Stored data:
+ + +
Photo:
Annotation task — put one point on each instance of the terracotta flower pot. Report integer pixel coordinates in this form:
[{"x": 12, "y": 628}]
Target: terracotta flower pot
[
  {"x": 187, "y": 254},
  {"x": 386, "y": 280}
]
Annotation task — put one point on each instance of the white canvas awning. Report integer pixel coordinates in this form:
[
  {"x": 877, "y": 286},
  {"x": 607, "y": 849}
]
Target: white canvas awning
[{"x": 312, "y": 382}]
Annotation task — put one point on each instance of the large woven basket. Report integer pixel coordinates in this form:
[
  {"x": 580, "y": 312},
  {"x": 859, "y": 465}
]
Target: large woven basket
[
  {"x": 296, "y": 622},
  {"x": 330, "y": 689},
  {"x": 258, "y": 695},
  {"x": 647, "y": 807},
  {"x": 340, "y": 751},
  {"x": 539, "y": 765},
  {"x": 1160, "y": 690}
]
+ + +
Short exercise → Please rewrite the listing above, replacing "Annotation task" with "Labeling job" wherever it occurs and leaving everything else unchanged.

Result of this task →
Photo:
Labeling job — put one point on each instance of the terracotta flower pot. Report integer pixel coordinates in this form:
[{"x": 12, "y": 628}]
Target: terracotta flower pot
[
  {"x": 187, "y": 254},
  {"x": 386, "y": 280}
]
Labeling job — put one point on each instance of the white canvas awning. Report integer pixel coordinates in this form:
[
  {"x": 877, "y": 286},
  {"x": 607, "y": 849}
]
Target: white canvas awning
[{"x": 312, "y": 382}]
Labeling job — put one point on each instance of the large woven basket. Report integer pixel coordinates in this form:
[
  {"x": 580, "y": 312},
  {"x": 859, "y": 465}
]
Target: large woven basket
[
  {"x": 296, "y": 622},
  {"x": 330, "y": 689},
  {"x": 258, "y": 695},
  {"x": 647, "y": 807},
  {"x": 340, "y": 751},
  {"x": 539, "y": 765},
  {"x": 1160, "y": 690}
]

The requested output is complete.